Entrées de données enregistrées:
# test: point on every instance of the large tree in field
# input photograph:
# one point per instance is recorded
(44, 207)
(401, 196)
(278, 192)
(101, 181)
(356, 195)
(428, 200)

Consigne: Recopiez toutes les lignes ci-dessus en remplaçant « large tree » par « tall tree » et laissez tout le reste inchangé.

Résultat:
# test: point on every instance of the tall tree in field
# input photograph:
# one point per instance is recorded
(44, 207)
(401, 196)
(278, 192)
(101, 181)
(356, 195)
(428, 200)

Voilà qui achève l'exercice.